EXTRACT PROVIDED:

The correction was applied to the MSU2lt data in August 7 2005 and increased the trend by close to 40%. Either they used the OK data (ignoring the fact that the MSU2lt data still has stratospheric contamination) or they used the pre Mears & Wentz data which is wrong by 40%.
SJT says
Haven’t you heard, David? The UHA MSU2LT is like mother’s milk.
Paul Biggs says
Lighten up Steve – I haven’t misrepresented anything – I’ve paraphrased the last sentence of the abstract for a title. What do you want? The whole abstract in the title box!
There’s a bigger fish to fry over misrepresentation – the IPCC.
Paul Biggs says
Thanks Proteus.
Arnost says
David,
Sorry I can’t answer without actually replicating using the pre-adjusted and adjusted datasets, but I’m GUESSING the reference is sloppy. However you are right that attention to detail is critical and this should be confirmed. This paper now has a thread on CA, and I’ve asked the question there http://www.climateaudit.org/?p=2494#comment-172461. It looks like McIntyre looked over the numbers and McKittrick will certainly browse these threads – so one of the two will probably answer.
By the way, you are being rather draconian in your judgement… i.e. “IF the paper did not use the corrected data it should not see the light of day” and “If you use a suspect tropospheric trend then all your results are meaningless”. Would you say the same for Mann et al 2007 given their network is based on the identical MBH98 network – warts and all, including the incorrect PC series, as criticized by both the NAS Panel and Wegman. Given it used the suspect series – should it also not have seen the light of day?
cheers
Arnost
Luke says
Arnost – irrelevant debating point as a diversion.
proteus says
Arnost, have you not learned yet that there is one law for the lion and another law for the lamb?
If you read de Laat and Maurellis 2006, you’ll find that their findings substantially agree with McKitrick and Michaels 2007, and that the former use a combination of surface, as well as MSU (UAH and RSS), temperature records. The clarification regarding the MSU UAH data is essentially the diversion required to avoid the substance of the findings found in 2004 and again 2007 and the similar findings of de Laat and Maurellis in 2004 and 2006.
David says
Proteus you are wrong. This paper smacks of a statistical troll. BUT lets ignore the fact that the temperature predictors don’t pass the giggle test.
Question is. If the surface trend is the same as the satellite trend then what is the point of the paper?
I am all for scientific debate, but let’s not deny the basic fact that the surface trend=satellite trend=radiosonde trend.
proteus says
David, I look forward to your subsequent critique of both the above paper as well as de Laat and Maurellis 2007 in the peer-reviewed literature.
I’m more than happy that these discussions take place on blogs, but like Luke, I think criticisms of published papers should also take place in the above. What’s good for the goose is good for the gander.

TASK INPUTS:
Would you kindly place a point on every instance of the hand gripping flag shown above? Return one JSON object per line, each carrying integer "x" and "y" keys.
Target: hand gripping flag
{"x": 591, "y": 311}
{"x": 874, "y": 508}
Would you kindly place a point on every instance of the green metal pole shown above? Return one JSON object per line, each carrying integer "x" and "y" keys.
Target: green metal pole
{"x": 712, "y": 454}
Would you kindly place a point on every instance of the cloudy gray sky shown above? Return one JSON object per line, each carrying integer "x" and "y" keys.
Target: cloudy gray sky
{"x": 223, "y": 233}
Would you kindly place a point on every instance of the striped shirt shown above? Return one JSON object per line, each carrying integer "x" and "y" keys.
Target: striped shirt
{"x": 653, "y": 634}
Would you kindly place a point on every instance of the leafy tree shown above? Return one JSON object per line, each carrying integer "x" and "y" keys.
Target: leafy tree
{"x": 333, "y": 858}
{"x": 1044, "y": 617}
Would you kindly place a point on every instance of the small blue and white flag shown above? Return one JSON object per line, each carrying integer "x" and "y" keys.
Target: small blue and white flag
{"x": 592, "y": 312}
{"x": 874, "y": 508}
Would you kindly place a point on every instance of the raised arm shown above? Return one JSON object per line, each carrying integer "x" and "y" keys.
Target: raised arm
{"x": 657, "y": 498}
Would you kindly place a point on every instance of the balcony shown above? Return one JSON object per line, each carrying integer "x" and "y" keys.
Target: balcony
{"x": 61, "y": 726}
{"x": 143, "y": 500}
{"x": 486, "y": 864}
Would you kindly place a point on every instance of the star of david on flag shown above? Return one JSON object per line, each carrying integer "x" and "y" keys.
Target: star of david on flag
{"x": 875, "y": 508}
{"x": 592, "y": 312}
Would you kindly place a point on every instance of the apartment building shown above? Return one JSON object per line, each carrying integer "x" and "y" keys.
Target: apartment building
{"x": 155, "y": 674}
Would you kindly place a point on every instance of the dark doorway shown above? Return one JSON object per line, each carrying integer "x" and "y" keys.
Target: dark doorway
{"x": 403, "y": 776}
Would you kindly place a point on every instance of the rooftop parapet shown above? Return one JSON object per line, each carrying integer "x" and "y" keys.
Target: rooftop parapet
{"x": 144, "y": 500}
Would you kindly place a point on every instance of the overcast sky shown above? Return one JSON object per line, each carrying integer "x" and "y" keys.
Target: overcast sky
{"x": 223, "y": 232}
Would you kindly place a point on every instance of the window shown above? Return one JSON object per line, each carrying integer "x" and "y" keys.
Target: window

TASKS TO CARRY OUT:
1 > Please sum up the comment thread in two sentences.
2 > Retype the lines of the records word for word, starting at the line that contains "of the window" and ending at the last line of the records.

WORKED ANSWERS:
1 > A correction applied to the MSU2lt data in August 2005 raised the trend by close to 40%, and commenters dispute whether a paper used the corrected data. Arnost guesses the paper's reference is sloppy and asks about it on another site, proteus says de Laat and Maurellis substantially agree with McKitrick and Michaels 2007, and David asks what the point of the paper is if the surface trend is the same as the satellite trend.

2 >
Would you kindly place a point on every instance of the window shown above? Return one JSON object per line, each carrying integer "x" and "y" keys.
Target: window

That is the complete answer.